## [WRITTEN TASK]
Return the part of the listing that opens with the line containing "blue background, written" and runs through the end of the listing, unchanged and with both ends included.

>> START SUPPLIED DATA

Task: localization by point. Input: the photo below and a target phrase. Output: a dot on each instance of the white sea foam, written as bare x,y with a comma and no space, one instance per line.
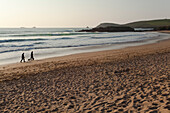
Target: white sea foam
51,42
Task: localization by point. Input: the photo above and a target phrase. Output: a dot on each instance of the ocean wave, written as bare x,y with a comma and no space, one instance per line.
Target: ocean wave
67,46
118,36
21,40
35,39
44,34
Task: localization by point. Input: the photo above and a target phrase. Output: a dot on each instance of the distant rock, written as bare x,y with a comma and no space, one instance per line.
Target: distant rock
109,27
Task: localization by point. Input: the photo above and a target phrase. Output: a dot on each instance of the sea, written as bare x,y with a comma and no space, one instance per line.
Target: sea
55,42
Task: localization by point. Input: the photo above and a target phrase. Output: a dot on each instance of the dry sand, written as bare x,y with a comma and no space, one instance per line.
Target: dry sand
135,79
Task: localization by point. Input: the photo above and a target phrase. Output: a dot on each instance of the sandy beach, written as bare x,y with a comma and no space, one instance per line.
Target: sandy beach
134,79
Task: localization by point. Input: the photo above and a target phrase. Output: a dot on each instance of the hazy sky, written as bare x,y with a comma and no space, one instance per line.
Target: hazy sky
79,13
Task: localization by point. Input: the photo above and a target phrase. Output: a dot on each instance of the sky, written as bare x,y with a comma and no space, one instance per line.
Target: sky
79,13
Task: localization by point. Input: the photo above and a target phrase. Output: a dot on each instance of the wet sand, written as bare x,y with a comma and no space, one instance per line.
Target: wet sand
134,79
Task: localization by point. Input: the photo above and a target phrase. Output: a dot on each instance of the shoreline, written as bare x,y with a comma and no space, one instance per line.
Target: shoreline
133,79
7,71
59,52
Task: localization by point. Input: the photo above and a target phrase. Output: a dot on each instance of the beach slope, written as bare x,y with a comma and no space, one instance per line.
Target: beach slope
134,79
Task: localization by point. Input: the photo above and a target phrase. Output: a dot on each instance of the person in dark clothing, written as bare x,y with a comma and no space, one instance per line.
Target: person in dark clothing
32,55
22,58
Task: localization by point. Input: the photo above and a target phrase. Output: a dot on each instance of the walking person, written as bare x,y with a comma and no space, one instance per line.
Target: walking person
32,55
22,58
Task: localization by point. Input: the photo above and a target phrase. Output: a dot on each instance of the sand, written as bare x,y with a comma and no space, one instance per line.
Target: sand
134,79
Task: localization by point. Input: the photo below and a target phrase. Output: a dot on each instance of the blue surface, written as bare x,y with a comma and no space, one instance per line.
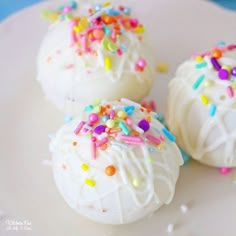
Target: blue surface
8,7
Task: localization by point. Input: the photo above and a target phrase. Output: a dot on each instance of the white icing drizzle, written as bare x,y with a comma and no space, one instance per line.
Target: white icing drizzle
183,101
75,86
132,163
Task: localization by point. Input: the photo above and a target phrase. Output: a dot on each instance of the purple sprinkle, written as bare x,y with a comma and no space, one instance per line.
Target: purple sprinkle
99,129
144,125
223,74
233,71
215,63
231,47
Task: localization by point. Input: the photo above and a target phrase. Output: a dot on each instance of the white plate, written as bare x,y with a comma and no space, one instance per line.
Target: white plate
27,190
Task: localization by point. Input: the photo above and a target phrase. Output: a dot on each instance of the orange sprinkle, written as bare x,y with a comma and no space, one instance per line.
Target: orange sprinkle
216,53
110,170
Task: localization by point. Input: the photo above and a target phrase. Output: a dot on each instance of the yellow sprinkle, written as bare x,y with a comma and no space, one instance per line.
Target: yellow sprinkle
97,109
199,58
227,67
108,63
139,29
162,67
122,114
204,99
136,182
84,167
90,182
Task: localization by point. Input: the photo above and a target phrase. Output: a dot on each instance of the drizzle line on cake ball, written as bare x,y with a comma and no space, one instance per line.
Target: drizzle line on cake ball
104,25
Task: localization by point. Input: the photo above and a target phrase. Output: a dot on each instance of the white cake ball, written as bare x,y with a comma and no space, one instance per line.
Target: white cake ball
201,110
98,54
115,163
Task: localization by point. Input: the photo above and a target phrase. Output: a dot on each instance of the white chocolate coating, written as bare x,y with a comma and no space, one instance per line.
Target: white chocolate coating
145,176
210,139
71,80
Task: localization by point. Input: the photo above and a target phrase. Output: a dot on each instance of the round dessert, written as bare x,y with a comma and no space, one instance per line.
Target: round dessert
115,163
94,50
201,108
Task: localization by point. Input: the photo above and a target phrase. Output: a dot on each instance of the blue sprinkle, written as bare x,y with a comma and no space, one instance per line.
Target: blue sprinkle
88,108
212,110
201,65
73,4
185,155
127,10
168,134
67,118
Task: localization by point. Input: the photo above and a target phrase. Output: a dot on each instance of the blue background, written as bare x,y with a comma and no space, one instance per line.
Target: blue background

>> END SUPPLIED DATA

## [TASK OUTPUT]
Task: localization by point. Input: the photo above and a target phrase. Output: a dot on each instance of the blue background, written as bare x,y with a comma and no space, one instance per line.
Target: blue background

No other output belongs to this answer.